▶ **The task**: I need the lines below from the one with "# test: locate() returns one point per instance of the hazy" down to the one with "# test: locate() returns one point per instance of the concrete" reproduced exactly, both ends included, and nothing else.

▶ **Task data**:
━━━

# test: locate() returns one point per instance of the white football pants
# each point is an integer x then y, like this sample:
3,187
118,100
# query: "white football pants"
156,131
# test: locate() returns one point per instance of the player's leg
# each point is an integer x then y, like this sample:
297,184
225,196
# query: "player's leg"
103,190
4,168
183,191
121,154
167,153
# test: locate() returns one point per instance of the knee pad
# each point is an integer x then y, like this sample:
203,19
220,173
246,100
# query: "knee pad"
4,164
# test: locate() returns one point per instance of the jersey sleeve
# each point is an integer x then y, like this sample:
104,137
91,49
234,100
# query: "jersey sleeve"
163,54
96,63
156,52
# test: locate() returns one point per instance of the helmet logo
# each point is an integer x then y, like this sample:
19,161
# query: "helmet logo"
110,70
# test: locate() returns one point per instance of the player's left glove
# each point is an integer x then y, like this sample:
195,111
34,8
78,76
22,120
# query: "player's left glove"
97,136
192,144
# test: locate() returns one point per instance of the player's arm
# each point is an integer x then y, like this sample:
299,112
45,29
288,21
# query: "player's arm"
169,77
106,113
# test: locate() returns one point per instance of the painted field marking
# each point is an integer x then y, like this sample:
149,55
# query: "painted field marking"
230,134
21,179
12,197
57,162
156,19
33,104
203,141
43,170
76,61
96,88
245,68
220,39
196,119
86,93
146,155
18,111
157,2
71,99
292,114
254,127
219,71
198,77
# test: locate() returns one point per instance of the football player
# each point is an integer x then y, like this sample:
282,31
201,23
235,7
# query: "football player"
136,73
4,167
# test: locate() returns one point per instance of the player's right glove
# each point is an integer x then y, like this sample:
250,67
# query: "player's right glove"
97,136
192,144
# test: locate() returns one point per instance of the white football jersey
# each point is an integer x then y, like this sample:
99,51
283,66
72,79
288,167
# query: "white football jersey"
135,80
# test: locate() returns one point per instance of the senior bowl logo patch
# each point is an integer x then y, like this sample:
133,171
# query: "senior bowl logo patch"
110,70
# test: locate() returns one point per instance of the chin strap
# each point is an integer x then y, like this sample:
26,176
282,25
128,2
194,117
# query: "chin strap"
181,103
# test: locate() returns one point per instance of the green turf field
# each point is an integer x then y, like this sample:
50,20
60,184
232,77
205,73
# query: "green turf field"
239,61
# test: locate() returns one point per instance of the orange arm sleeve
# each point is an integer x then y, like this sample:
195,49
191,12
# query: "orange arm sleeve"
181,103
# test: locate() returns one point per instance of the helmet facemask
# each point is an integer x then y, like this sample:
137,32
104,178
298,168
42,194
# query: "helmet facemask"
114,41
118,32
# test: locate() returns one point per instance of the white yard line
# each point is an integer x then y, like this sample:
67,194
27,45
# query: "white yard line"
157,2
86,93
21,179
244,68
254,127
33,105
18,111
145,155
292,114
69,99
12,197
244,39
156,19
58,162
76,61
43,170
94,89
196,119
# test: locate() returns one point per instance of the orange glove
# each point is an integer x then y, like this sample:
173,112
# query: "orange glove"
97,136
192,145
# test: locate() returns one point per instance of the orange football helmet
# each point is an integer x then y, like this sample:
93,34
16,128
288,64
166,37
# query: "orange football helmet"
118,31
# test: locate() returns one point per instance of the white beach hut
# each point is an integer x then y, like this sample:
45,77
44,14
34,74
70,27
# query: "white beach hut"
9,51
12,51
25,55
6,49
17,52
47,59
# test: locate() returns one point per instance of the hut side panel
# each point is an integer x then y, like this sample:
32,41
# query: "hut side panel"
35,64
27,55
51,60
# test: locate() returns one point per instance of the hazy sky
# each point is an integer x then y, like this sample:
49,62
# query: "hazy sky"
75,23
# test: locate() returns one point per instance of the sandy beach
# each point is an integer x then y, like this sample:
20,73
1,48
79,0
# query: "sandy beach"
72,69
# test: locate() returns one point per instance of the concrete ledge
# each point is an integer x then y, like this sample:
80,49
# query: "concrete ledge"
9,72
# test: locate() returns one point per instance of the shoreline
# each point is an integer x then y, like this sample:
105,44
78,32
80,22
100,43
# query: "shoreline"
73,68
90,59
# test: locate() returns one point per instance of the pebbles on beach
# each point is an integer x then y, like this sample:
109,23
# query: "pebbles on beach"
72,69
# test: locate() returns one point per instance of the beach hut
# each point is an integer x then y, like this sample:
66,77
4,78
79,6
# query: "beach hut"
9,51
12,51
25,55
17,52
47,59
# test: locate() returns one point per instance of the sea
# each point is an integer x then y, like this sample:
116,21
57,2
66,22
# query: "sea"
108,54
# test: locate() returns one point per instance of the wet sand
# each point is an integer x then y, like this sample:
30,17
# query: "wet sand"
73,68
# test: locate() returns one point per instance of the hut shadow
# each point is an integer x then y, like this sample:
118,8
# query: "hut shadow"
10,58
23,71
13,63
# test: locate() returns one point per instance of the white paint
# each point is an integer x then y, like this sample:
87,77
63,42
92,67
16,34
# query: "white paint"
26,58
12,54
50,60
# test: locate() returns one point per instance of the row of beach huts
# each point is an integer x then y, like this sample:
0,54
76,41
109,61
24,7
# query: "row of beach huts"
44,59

━━━

▶ **Task result**:
# test: locate() returns one point per instance of the hazy sky
# each point is an integer x then y, like this sample:
49,62
# query: "hazy sky"
75,23
# test: locate() returns one point per instance of the sandy beach
# each point is an integer x then y, like this sample:
20,73
1,48
79,0
# query: "sandy beach"
72,69
# test: locate() returns one point per instance of the concrete ledge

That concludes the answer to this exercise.